_Given request a:_
Repeat word for word the rows of labeled points below, from the line holding "TARGET = man in dark suit" through the last of those rows, inclusive.

The first excavation season of APEP at the Chalcolithic settlement of Erimi Pamboula took place in July 2025. The excavation is conducted by a team of the National and Kapodistrian University of Athens (henceforth NKUA) under the direction of Professor Giorgos Vavouranakis. The team included NKUA adjunct lecturer Ioannis Voskos, postdoctoral researchers, PhD candidates and master’s students and also undergraduate students from the NKUA, the Freie Universität Berlin and the Université de Strasbourg, as well as archaeologists from Cyprus. An Erasmus short-term mobility educational programme, organised by the NKUA and the Cyprus Institute, was also included in the excavation. Associate Professor of Environmental Archaeology Evi Margaritis and her team from the Cyprus Institute co-operate with the NKUA mission.
Photogrammetric mapping of trenches 002 and 003
The Chalcolithic settlement of Pamboula lies within the modern village of Erimi. On current evidence, it flourished during the 2nd half of the 4th millennium BC and perhaps also at the beginning of the 3rd millennium BC (i.e. between 3500-2900/2800 BC). The earliest excavations there were conducted by Porphyrios Dikaios (1933-1935), while some unexcavated parts are currently being investigated by the Department of Antiquities today. The NKUA research started at a close distance from the area of the original excavations by P. Dikaios, with the aim to create a stratigraphic sequence and re-frame what is already known about the site.

_Given request b:_
Quote the passage on the Erimi Pamboula excavation between "Photogrammetric mapping of" and "about the site.", inclusive.

(Records of labeled points)
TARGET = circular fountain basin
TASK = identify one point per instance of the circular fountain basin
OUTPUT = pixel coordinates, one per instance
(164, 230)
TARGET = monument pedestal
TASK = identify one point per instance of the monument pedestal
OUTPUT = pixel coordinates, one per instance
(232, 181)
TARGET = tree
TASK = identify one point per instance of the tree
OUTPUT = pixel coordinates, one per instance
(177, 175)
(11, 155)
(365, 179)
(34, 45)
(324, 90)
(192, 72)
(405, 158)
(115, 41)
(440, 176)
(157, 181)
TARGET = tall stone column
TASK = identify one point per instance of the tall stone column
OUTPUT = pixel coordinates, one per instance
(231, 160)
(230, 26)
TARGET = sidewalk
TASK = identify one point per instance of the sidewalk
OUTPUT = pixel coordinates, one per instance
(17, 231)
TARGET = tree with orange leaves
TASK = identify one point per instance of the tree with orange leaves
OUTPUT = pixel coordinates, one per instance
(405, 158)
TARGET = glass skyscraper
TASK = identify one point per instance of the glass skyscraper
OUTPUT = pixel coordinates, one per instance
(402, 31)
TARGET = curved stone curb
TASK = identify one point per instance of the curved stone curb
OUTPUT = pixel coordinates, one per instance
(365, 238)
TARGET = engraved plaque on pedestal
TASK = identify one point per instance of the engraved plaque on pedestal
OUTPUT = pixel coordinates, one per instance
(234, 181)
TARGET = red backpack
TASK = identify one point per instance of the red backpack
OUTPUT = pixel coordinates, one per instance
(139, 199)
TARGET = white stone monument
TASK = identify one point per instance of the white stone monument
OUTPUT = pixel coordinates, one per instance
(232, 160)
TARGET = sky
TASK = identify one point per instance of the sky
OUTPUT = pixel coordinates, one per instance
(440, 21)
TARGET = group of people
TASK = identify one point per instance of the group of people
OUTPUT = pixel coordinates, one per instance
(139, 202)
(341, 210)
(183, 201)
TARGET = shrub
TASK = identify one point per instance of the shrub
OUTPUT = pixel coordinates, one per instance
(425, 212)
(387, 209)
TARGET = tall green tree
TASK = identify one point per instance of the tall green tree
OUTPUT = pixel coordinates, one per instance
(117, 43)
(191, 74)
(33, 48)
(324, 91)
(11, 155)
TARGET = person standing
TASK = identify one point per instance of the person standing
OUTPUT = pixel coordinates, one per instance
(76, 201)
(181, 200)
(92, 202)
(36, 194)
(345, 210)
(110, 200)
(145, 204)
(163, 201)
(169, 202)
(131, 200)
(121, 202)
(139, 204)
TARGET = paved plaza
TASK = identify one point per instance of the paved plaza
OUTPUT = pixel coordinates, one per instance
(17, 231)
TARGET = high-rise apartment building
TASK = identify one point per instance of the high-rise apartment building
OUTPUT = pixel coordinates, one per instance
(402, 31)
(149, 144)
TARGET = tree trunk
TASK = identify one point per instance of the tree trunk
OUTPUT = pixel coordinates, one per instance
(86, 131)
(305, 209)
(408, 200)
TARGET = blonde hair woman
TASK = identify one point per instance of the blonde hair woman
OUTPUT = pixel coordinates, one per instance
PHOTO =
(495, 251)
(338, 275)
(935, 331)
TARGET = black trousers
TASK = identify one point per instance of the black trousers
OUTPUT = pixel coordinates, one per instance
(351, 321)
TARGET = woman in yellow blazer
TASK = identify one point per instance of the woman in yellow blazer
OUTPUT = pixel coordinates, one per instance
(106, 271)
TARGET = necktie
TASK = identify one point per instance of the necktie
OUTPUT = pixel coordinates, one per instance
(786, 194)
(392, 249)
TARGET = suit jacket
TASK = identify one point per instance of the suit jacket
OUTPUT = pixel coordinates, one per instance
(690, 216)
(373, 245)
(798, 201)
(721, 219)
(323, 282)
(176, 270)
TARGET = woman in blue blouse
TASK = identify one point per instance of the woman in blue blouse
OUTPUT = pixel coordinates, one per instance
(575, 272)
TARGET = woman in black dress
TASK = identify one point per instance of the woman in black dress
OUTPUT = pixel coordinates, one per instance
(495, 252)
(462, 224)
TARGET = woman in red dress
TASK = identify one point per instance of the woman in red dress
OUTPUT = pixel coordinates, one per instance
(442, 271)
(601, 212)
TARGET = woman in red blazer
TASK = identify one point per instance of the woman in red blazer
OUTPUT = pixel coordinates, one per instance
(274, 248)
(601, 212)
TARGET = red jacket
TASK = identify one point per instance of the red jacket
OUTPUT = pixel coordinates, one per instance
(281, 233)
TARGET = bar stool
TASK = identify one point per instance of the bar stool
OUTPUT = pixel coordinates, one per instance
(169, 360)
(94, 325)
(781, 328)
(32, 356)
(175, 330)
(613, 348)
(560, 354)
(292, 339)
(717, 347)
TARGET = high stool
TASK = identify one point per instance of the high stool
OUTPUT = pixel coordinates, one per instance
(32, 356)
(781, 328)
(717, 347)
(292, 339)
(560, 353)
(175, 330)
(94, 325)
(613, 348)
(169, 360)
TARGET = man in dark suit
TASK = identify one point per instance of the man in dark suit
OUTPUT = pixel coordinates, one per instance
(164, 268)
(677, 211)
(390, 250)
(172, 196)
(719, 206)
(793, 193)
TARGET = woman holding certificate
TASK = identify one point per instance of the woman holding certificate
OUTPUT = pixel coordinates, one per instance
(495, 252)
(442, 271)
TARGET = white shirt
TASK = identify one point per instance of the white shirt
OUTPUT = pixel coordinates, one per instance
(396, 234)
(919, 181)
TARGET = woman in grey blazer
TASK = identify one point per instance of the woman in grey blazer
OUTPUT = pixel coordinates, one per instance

_Problem solution a:_
TARGET = man in dark suit
TASK = identify one point per instance of the man in dark suit
OUTPUT = pixel coordinates, one per instance
(164, 268)
(677, 211)
(390, 250)
(172, 196)
(719, 206)
(793, 193)
TARGET = woman holding certificate
TASK = identify one point per instance of the woman holding certificate
OUTPUT = pixel coordinates, one per instance
(495, 252)
(442, 271)
TARGET = white shirt
TASK = identify one point per instance of the white shirt
OUTPUT = pixel coordinates, one per instance
(396, 234)
(919, 181)
TARGET = woman in grey blazer
TASK = identify one point per instance of the woman in grey blazer
OUTPUT = pixel coordinates, one per instance

_Problem solution b:_
Photogrammetric mapping of trenches 002 and 003
The Chalcolithic settlement of Pamboula lies within the modern village of Erimi. On current evidence, it flourished during the 2nd half of the 4th millennium BC and perhaps also at the beginning of the 3rd millennium BC (i.e. between 3500-2900/2800 BC). The earliest excavations there were conducted by Porphyrios Dikaios (1933-1935), while some unexcavated parts are currently being investigated by the Department of Antiquities today. The NKUA research started at a close distance from the area of the original excavations by P. Dikaios, with the aim to create a stratigraphic sequence and re-frame what is already known about the site.